Print each line of the material again, keeping everything exact.

>>>>

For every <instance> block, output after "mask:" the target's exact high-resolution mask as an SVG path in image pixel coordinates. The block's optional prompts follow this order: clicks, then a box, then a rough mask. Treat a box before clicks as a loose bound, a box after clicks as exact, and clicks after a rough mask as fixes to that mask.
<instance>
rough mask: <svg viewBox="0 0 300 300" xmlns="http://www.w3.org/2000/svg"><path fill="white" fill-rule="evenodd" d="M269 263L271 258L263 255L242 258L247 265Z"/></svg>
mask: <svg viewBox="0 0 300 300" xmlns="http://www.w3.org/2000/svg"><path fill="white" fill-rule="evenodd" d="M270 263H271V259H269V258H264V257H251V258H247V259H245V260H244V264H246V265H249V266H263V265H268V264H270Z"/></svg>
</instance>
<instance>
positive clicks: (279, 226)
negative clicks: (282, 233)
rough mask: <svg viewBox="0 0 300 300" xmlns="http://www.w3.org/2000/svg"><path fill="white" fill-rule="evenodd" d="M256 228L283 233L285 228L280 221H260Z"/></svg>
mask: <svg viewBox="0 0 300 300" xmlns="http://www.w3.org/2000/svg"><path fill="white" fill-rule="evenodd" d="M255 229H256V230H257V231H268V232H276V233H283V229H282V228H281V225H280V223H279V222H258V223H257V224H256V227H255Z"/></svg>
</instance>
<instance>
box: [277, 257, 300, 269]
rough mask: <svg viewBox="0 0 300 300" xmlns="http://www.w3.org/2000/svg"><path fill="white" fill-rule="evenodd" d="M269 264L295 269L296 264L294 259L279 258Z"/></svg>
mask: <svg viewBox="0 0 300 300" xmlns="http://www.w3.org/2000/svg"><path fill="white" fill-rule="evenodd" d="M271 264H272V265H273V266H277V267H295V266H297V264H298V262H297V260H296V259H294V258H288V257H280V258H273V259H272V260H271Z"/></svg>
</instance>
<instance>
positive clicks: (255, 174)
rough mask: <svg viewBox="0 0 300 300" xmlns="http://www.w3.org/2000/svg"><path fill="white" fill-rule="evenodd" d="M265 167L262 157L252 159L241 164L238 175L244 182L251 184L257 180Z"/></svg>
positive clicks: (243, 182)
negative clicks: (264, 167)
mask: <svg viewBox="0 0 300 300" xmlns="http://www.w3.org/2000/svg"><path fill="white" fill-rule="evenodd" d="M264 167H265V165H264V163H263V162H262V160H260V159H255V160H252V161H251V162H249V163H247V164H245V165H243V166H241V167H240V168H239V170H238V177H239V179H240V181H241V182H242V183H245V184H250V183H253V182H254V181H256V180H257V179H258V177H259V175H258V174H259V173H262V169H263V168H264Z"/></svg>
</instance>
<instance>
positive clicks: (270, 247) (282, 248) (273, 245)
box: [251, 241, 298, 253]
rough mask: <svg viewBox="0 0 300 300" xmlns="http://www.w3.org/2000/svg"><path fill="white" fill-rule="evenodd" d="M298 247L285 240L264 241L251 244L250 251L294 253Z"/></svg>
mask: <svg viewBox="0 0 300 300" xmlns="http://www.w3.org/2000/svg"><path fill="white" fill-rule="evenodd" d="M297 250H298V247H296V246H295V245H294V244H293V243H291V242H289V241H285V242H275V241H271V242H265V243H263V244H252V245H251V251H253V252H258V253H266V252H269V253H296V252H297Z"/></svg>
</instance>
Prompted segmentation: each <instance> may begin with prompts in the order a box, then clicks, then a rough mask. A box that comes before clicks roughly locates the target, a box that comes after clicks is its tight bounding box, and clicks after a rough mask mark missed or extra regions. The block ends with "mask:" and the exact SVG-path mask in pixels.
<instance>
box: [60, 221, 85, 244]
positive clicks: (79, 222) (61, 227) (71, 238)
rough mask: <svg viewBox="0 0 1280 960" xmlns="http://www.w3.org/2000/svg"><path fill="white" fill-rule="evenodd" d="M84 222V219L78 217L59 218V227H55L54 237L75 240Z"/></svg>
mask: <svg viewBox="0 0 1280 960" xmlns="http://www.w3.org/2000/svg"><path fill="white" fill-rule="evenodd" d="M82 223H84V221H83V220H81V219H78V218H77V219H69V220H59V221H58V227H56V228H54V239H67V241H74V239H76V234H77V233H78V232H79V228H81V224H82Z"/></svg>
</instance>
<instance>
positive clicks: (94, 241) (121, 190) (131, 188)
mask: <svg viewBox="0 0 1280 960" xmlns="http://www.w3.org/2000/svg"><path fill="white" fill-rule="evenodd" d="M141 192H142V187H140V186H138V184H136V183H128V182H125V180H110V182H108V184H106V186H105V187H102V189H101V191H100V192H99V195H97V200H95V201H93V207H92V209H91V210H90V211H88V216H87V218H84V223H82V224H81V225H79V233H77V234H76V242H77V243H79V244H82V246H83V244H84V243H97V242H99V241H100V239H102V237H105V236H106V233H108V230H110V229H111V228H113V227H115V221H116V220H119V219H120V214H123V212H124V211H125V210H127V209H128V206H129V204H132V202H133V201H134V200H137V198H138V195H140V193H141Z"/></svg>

<<<<

[Exercise result]
For every <instance> block, output after "mask:" the target's exact high-resolution mask as an SVG path in image pixel coordinates. The block's optional prompts follow this order: clicks, then a box, then a rough mask. Treat a box before clicks as a loose bound, a box after clicks as exact, and clicks after a rough mask as fixes to that mask.
<instance>
rough mask: <svg viewBox="0 0 300 300" xmlns="http://www.w3.org/2000/svg"><path fill="white" fill-rule="evenodd" d="M269 263L271 258L263 255L242 258L247 265Z"/></svg>
mask: <svg viewBox="0 0 300 300" xmlns="http://www.w3.org/2000/svg"><path fill="white" fill-rule="evenodd" d="M270 263H271V259H269V258H264V257H251V258H247V259H245V260H244V264H246V265H249V266H263V265H268V264H270Z"/></svg>
</instance>
<instance>
positive clicks: (279, 226)
negative clicks: (282, 233)
rough mask: <svg viewBox="0 0 300 300" xmlns="http://www.w3.org/2000/svg"><path fill="white" fill-rule="evenodd" d="M256 228L283 233L285 228L280 221H260Z"/></svg>
mask: <svg viewBox="0 0 300 300" xmlns="http://www.w3.org/2000/svg"><path fill="white" fill-rule="evenodd" d="M255 229H256V230H257V231H268V232H276V233H283V229H282V228H281V225H280V223H279V222H258V223H257V224H256V227H255Z"/></svg>
</instance>
<instance>
box: [277, 257, 300, 269]
rough mask: <svg viewBox="0 0 300 300" xmlns="http://www.w3.org/2000/svg"><path fill="white" fill-rule="evenodd" d="M269 264L295 269L296 264L294 259L279 258Z"/></svg>
mask: <svg viewBox="0 0 300 300" xmlns="http://www.w3.org/2000/svg"><path fill="white" fill-rule="evenodd" d="M271 264H272V265H273V266H277V267H295V266H297V264H298V262H297V260H296V259H294V258H288V257H280V258H273V259H272V260H271Z"/></svg>
</instance>
<instance>
positive clicks: (255, 174)
rough mask: <svg viewBox="0 0 300 300" xmlns="http://www.w3.org/2000/svg"><path fill="white" fill-rule="evenodd" d="M265 167L262 157L252 159L241 164L238 175L244 182L251 184L257 180Z"/></svg>
positive clicks: (243, 182)
negative clicks: (264, 167)
mask: <svg viewBox="0 0 300 300" xmlns="http://www.w3.org/2000/svg"><path fill="white" fill-rule="evenodd" d="M264 167H265V165H264V163H263V162H262V160H260V159H255V160H252V161H251V162H249V163H247V164H245V165H243V166H241V167H240V168H239V170H238V177H239V179H240V181H241V182H242V183H245V184H250V183H253V182H254V181H256V180H257V179H258V177H259V175H258V174H259V173H262V169H263V168H264Z"/></svg>
</instance>
<instance>
positive clicks: (270, 247) (282, 248) (273, 245)
box: [251, 241, 298, 253]
rough mask: <svg viewBox="0 0 300 300" xmlns="http://www.w3.org/2000/svg"><path fill="white" fill-rule="evenodd" d="M298 247L285 240L264 241L251 244L250 251L294 253Z"/></svg>
mask: <svg viewBox="0 0 300 300" xmlns="http://www.w3.org/2000/svg"><path fill="white" fill-rule="evenodd" d="M297 250H298V247H296V246H295V245H294V244H293V243H291V242H289V241H285V242H275V241H271V242H265V243H263V244H252V245H251V251H253V252H258V253H266V252H269V253H296V252H297Z"/></svg>
</instance>
Prompted segmentation: each <instance> may begin with prompts in the order a box, then clicks, then a rough mask. A box that comes before clicks roughly locates the target, a box that comes after clicks is its tight bounding box, and clicks after a rough mask mark missed or extra regions. The block ends with "mask:" and the exact SVG-path mask in pixels.
<instance>
box: [60, 221, 85, 244]
positive clicks: (79, 222) (61, 227) (71, 238)
rough mask: <svg viewBox="0 0 1280 960" xmlns="http://www.w3.org/2000/svg"><path fill="white" fill-rule="evenodd" d="M84 222V219L78 217L59 218V227H55L54 237L75 240Z"/></svg>
mask: <svg viewBox="0 0 1280 960" xmlns="http://www.w3.org/2000/svg"><path fill="white" fill-rule="evenodd" d="M82 223H84V221H83V220H81V219H78V218H77V219H69V220H59V221H58V227H56V228H54V239H67V241H74V239H76V234H77V233H78V232H79V228H81V224H82Z"/></svg>
</instance>
<instance>
positive clicks: (94, 241) (121, 190) (131, 188)
mask: <svg viewBox="0 0 1280 960" xmlns="http://www.w3.org/2000/svg"><path fill="white" fill-rule="evenodd" d="M141 192H142V187H140V186H138V184H136V183H128V182H125V180H110V182H108V184H106V186H105V187H102V189H101V191H100V192H99V195H97V200H95V201H93V207H92V209H91V210H90V211H88V216H87V218H84V223H82V224H81V225H79V233H77V234H76V242H77V243H79V244H82V246H83V244H84V243H97V242H99V241H100V239H102V237H105V236H106V233H108V230H110V229H111V228H113V227H115V221H116V220H119V219H120V214H123V212H124V211H125V210H127V209H128V206H129V204H132V202H133V201H134V200H137V198H138V195H140V193H141Z"/></svg>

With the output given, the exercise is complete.